What you should do ▸ Return the records in full, with every character preserved.

(Region pointing data)
□ □ □
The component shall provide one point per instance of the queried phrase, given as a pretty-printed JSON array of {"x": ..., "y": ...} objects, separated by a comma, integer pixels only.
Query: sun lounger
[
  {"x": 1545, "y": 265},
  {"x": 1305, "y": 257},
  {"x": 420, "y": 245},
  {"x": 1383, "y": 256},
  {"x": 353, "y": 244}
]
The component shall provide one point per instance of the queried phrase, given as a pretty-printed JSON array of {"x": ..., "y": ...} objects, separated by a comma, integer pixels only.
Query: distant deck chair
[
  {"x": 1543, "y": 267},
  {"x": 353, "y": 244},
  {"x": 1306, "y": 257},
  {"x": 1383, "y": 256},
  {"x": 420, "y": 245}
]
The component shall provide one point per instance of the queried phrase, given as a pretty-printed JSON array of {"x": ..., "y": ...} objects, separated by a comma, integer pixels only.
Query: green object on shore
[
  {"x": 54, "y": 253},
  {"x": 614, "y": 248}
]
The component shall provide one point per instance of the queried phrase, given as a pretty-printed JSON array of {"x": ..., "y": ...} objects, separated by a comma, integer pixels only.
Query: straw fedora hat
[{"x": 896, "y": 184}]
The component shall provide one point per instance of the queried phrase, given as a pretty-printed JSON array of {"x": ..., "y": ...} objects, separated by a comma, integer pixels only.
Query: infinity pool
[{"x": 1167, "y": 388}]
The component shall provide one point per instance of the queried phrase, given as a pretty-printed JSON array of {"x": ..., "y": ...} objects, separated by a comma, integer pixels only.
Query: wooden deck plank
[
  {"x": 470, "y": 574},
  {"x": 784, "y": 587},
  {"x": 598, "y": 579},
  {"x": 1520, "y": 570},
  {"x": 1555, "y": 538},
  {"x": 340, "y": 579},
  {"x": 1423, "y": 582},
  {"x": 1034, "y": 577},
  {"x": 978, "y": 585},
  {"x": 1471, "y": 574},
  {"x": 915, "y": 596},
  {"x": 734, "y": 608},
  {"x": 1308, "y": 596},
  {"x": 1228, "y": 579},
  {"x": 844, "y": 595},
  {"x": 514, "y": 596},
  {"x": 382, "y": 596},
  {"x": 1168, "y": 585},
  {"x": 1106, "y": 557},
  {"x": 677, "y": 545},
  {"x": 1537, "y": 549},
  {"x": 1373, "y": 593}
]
□ □ □
Solved problem ▸
The component shall provide one point per instance of the queried phrase, given as a pretty-printed JSON array of {"x": ..., "y": ...} objects, separated by a comma, integer pixels only.
Query: sun lounger
[
  {"x": 1545, "y": 265},
  {"x": 1305, "y": 257},
  {"x": 420, "y": 245},
  {"x": 1383, "y": 256},
  {"x": 353, "y": 244}
]
The component shall provide one point per instance of the queried phrase, given as a pretty-printed JSON array of {"x": ..., "y": ...} objects, separated by a comma, integer pixels only.
Query: distant deck chair
[
  {"x": 1543, "y": 267},
  {"x": 353, "y": 244},
  {"x": 1306, "y": 257},
  {"x": 1383, "y": 256},
  {"x": 420, "y": 245}
]
The component shall provide one point per instance of the queried phrase, given as a pretty-printed JSON array of {"x": ..., "y": ...} objects, separated by a comma, integer pixels only.
Query: green object on shore
[
  {"x": 54, "y": 253},
  {"x": 614, "y": 248}
]
The component shall provide one point per instance of the queried phrase, given as a pretty-printed JSON array of {"x": ..., "y": ...} objects, separated by a comma, integer pixels only.
Query: straw fedora hat
[{"x": 896, "y": 184}]
The component shall provide one point per instance of the queried phrase, given as a pretty-printed JSON array of {"x": ..., "y": ...} objects, separated by a comma, integer pixels only.
Query: infinity pool
[{"x": 1167, "y": 388}]
The component shall provide one point per instance of the queried phrase, given as a pretty-printed JSON array of {"x": ..., "y": ...} objects, separated by a comma, integer pixels only.
Query: wooden deck plank
[
  {"x": 470, "y": 574},
  {"x": 784, "y": 587},
  {"x": 598, "y": 579},
  {"x": 1520, "y": 570},
  {"x": 1555, "y": 538},
  {"x": 340, "y": 579},
  {"x": 1423, "y": 582},
  {"x": 1034, "y": 577},
  {"x": 978, "y": 585},
  {"x": 1471, "y": 574},
  {"x": 915, "y": 596},
  {"x": 734, "y": 608},
  {"x": 1308, "y": 596},
  {"x": 1228, "y": 579},
  {"x": 844, "y": 595},
  {"x": 514, "y": 596},
  {"x": 382, "y": 596},
  {"x": 1168, "y": 585},
  {"x": 1106, "y": 557},
  {"x": 677, "y": 545},
  {"x": 1537, "y": 549},
  {"x": 1373, "y": 593}
]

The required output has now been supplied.